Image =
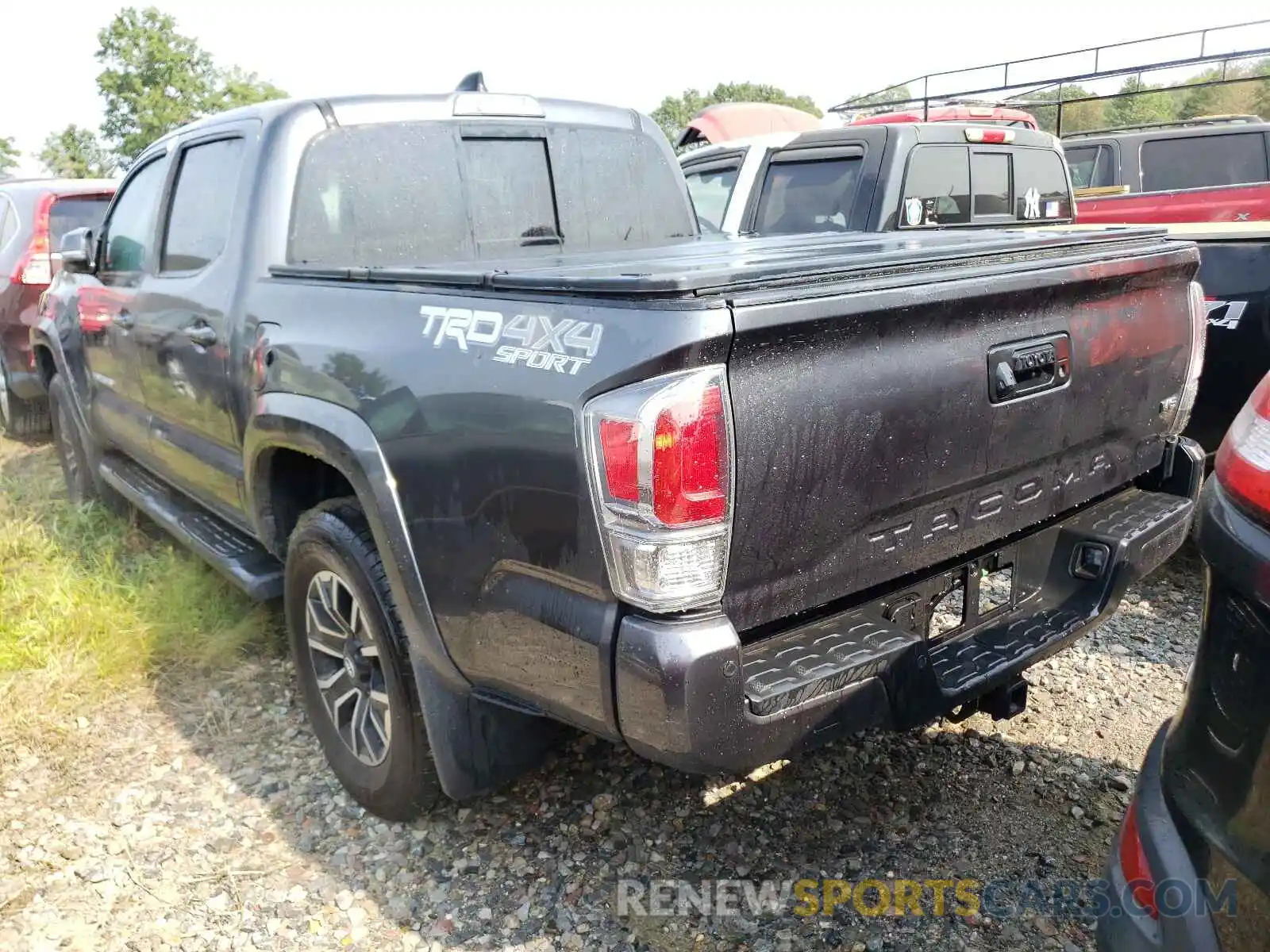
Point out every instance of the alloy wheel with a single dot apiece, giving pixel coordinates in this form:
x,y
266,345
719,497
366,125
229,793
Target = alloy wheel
x,y
348,668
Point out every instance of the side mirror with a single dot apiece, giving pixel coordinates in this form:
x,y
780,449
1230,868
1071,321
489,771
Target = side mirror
x,y
78,251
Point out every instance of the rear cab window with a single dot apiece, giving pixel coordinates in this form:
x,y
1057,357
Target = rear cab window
x,y
1203,162
810,190
946,184
417,194
710,186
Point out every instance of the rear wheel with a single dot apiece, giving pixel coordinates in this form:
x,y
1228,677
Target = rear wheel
x,y
21,419
352,666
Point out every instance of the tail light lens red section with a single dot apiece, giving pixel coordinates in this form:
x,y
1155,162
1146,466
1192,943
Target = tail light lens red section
x,y
660,461
690,456
1244,459
36,266
1133,862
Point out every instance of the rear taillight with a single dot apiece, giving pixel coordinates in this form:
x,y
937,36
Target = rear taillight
x,y
1244,460
660,463
1179,406
1133,862
36,264
990,136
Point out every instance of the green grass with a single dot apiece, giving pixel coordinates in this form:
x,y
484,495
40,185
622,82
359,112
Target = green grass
x,y
92,603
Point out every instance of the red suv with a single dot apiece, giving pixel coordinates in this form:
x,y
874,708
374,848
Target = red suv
x,y
35,213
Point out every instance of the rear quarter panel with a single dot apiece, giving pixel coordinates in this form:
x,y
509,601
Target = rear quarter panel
x,y
487,460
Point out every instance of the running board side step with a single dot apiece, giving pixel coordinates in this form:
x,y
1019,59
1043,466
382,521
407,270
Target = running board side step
x,y
235,555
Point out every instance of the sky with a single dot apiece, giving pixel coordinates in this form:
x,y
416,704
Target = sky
x,y
625,54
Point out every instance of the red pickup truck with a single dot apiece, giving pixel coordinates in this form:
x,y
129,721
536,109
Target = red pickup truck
x,y
1208,181
1200,171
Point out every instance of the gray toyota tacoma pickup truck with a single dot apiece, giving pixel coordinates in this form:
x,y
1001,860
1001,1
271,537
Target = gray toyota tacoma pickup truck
x,y
457,378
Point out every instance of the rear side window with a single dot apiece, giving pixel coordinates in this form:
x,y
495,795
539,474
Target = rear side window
x,y
710,188
802,197
417,194
1092,167
76,213
202,205
1203,162
131,228
8,221
937,187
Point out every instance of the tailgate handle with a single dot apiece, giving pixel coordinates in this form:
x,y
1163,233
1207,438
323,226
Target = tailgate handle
x,y
1028,367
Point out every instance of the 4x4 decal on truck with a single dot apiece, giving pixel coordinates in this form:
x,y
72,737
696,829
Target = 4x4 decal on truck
x,y
541,343
1225,314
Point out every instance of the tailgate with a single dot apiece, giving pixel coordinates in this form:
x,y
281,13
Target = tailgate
x,y
878,436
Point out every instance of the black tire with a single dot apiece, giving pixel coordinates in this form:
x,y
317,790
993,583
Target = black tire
x,y
334,539
22,419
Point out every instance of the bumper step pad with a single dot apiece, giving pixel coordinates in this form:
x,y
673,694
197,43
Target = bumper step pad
x,y
237,555
1140,531
789,670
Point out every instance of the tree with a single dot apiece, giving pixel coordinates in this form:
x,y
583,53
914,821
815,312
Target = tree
x,y
1146,105
895,94
156,79
75,152
10,156
1077,117
241,88
677,112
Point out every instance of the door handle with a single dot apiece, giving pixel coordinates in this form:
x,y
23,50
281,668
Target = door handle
x,y
201,334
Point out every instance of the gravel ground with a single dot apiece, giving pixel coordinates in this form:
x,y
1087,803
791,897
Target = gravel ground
x,y
205,819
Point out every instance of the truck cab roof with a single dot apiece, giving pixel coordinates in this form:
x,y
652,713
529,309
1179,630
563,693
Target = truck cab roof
x,y
863,178
370,108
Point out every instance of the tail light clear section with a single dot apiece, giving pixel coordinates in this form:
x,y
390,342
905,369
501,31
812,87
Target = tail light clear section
x,y
660,471
1242,463
1191,387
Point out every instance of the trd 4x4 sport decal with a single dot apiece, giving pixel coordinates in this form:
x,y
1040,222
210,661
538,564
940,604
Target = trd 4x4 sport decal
x,y
1225,314
540,343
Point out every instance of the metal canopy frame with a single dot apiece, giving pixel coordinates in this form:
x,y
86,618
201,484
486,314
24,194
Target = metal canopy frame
x,y
1013,90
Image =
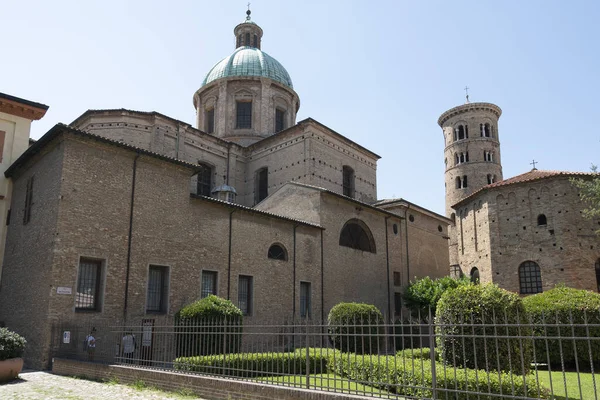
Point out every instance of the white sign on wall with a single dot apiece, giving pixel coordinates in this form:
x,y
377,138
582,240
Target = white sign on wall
x,y
63,290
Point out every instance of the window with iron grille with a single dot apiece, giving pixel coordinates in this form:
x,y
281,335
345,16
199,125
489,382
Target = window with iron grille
x,y
305,299
243,115
157,295
277,252
397,303
89,285
204,180
356,235
397,281
348,181
245,294
279,120
209,283
262,185
28,201
530,278
210,120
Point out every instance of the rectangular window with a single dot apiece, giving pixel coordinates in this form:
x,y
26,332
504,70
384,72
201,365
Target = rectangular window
x,y
305,299
262,185
397,303
348,181
28,201
245,294
210,120
279,120
157,295
205,180
209,283
87,297
397,281
2,138
243,115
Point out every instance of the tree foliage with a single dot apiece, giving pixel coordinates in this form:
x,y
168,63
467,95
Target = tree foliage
x,y
589,191
423,294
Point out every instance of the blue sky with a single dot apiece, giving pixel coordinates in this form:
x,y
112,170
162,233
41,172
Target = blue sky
x,y
378,72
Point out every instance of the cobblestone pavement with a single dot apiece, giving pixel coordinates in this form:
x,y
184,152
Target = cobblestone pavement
x,y
39,385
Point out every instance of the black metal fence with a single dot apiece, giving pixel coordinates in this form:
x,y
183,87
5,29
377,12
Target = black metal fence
x,y
411,358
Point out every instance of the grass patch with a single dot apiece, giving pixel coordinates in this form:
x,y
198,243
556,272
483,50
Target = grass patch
x,y
329,382
572,384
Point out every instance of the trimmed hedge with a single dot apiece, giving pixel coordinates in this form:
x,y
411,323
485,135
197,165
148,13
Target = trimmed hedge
x,y
355,327
564,306
423,294
211,325
465,341
259,364
413,377
12,345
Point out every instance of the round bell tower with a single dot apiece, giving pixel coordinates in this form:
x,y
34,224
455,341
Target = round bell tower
x,y
472,150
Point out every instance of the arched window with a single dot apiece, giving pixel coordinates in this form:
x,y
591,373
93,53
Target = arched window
x,y
598,274
261,185
542,220
356,235
530,278
204,180
277,252
348,181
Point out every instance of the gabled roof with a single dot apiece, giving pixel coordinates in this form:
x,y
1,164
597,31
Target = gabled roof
x,y
531,176
401,201
313,121
255,210
62,128
341,196
22,108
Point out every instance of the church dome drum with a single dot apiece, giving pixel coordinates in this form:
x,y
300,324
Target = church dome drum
x,y
249,61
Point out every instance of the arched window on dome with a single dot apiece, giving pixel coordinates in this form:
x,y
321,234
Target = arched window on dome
x,y
204,184
357,235
277,252
542,220
530,278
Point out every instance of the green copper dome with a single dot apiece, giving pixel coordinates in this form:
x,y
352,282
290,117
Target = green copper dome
x,y
249,61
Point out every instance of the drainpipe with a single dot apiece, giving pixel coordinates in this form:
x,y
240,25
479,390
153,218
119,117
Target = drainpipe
x,y
229,256
128,267
294,277
322,281
406,236
387,264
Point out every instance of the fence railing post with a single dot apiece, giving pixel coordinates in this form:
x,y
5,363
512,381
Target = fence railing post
x,y
432,355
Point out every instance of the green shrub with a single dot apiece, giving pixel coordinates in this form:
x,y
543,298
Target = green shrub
x,y
565,306
259,364
211,325
12,345
413,377
355,327
472,329
423,294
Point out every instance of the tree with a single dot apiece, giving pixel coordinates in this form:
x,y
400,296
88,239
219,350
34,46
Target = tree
x,y
589,191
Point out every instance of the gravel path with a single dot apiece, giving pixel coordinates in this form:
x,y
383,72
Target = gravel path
x,y
39,385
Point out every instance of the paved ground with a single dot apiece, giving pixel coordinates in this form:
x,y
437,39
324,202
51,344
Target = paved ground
x,y
38,385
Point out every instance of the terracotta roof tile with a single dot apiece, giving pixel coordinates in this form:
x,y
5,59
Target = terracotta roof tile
x,y
533,175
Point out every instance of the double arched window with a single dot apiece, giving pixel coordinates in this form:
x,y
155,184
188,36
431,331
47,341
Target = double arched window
x,y
530,278
356,235
277,252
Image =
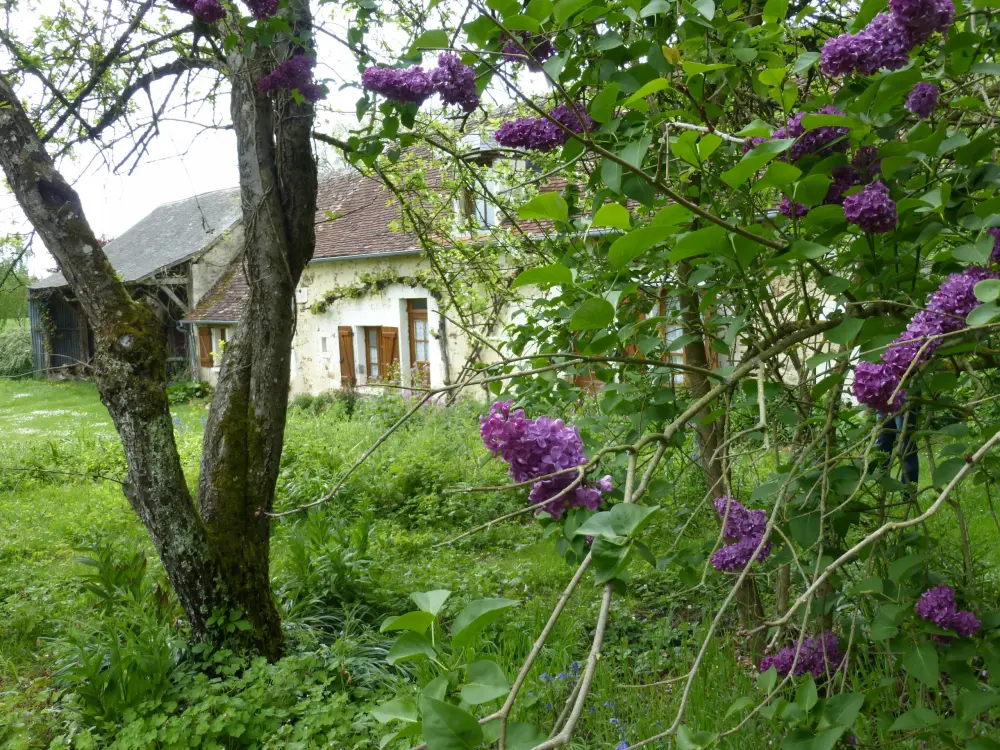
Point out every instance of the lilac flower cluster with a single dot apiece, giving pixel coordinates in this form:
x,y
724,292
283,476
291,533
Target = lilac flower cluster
x,y
262,9
747,527
922,100
540,47
541,133
291,74
872,209
937,605
945,312
208,11
816,656
888,39
536,448
455,82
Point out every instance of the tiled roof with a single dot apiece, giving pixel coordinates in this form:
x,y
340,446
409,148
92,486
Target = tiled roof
x,y
354,218
172,233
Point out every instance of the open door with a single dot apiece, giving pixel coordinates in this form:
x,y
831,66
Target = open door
x,y
347,376
390,354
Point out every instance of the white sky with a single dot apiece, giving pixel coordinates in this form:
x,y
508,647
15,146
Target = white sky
x,y
186,159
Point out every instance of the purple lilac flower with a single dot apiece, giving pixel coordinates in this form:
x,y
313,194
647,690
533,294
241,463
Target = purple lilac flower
x,y
867,162
792,210
874,384
540,133
262,9
539,447
923,17
873,209
455,82
922,100
937,606
407,86
540,47
816,656
293,73
745,526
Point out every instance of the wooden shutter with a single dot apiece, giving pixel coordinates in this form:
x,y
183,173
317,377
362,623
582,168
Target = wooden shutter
x,y
205,347
389,354
346,335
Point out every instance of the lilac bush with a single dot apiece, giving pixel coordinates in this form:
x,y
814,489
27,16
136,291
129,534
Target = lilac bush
x,y
922,99
455,82
536,448
541,133
872,209
937,606
747,527
410,86
817,656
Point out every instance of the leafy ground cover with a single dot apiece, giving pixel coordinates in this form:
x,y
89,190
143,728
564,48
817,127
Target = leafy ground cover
x,y
92,654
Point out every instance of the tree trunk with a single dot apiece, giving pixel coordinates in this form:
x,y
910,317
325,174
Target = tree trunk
x,y
712,461
216,550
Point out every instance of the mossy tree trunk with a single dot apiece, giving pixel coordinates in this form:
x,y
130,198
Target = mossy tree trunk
x,y
214,547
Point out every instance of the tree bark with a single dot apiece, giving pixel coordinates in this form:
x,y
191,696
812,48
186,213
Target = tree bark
x,y
215,549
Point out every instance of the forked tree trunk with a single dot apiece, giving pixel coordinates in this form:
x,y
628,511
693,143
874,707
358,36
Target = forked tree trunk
x,y
214,549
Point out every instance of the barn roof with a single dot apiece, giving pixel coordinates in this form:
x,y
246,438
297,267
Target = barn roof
x,y
171,234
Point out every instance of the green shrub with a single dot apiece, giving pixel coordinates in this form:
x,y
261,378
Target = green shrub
x,y
15,351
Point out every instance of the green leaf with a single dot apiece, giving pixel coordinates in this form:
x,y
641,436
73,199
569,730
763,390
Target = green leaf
x,y
657,84
806,739
842,709
987,290
609,559
476,617
487,682
807,696
410,646
775,10
545,206
448,727
433,39
567,8
753,160
693,69
602,106
418,622
592,314
395,710
844,333
612,215
628,519
983,314
544,276
917,717
921,662
627,248
598,525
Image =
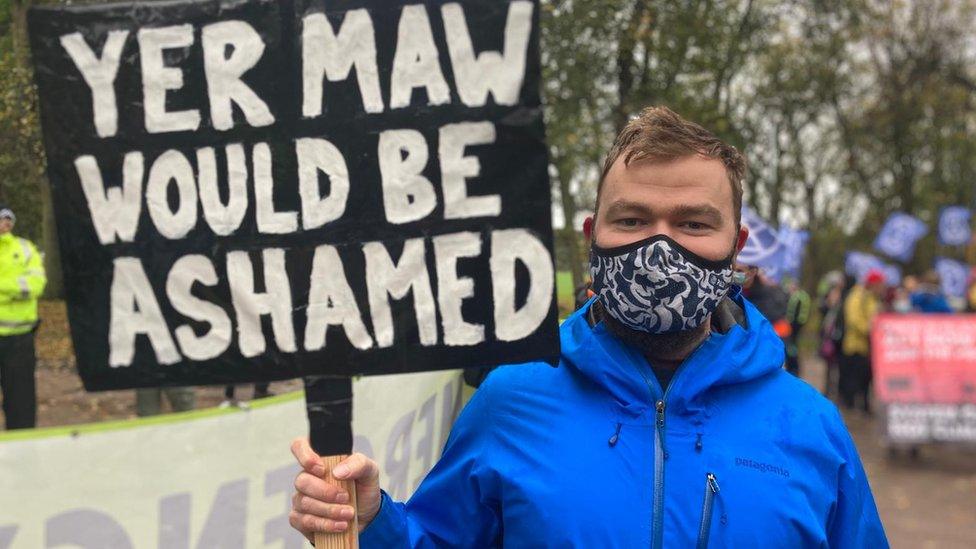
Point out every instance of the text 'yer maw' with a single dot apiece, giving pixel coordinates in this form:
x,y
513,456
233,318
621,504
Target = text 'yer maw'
x,y
256,191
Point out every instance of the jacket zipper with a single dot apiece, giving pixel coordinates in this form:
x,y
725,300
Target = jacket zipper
x,y
711,488
661,454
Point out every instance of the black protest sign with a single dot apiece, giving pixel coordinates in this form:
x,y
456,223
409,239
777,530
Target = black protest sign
x,y
260,190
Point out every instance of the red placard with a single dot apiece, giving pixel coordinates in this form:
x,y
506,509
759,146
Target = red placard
x,y
925,359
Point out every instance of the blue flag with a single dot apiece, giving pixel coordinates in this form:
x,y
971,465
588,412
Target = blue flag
x,y
794,244
954,276
954,227
898,236
763,248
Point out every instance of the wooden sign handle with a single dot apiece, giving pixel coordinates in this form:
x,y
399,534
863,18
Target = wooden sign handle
x,y
350,538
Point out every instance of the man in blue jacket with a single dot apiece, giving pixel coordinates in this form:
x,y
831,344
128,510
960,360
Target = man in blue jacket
x,y
669,421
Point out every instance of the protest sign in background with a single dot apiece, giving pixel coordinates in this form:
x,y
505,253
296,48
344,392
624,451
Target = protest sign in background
x,y
152,483
925,372
262,190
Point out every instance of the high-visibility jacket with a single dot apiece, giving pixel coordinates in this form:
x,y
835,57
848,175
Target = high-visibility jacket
x,y
22,281
860,307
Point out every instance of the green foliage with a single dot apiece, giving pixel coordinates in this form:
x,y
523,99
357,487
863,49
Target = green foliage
x,y
21,152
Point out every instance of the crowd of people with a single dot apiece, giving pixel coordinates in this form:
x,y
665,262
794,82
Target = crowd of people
x,y
847,307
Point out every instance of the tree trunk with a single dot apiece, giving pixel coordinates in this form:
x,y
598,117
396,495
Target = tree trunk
x,y
52,253
568,202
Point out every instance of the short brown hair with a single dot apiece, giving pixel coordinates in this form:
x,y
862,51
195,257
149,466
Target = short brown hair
x,y
658,133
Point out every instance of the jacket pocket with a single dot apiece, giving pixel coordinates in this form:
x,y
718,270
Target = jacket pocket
x,y
711,488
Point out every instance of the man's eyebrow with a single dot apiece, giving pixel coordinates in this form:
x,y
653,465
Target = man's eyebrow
x,y
706,211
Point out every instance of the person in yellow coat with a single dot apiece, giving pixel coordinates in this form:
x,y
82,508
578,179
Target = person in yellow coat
x,y
22,282
862,304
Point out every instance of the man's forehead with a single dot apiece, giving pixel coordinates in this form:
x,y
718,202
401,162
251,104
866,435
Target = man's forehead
x,y
691,180
657,209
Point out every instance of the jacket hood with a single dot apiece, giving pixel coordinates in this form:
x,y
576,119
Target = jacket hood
x,y
745,352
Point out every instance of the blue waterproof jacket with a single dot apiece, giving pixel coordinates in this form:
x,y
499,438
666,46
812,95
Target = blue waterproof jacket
x,y
594,454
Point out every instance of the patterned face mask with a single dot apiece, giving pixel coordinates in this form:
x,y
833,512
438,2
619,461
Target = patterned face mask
x,y
657,286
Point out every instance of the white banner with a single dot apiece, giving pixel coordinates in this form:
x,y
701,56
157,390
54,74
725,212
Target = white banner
x,y
223,480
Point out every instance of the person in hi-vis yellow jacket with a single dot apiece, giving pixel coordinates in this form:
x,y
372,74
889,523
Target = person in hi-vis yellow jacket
x,y
22,282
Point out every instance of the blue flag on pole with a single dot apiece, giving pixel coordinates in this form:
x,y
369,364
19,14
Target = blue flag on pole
------------------------------------------------------------------------
* _TASK INSTRUCTIONS_
For each line of the data that has the word "pole", report that line.

* _PROBLEM SOLUTION_
Point out every instance of the blue flag on pole with a single dot apiece, giving pixel coordinates in this form:
Target = blue flag on pole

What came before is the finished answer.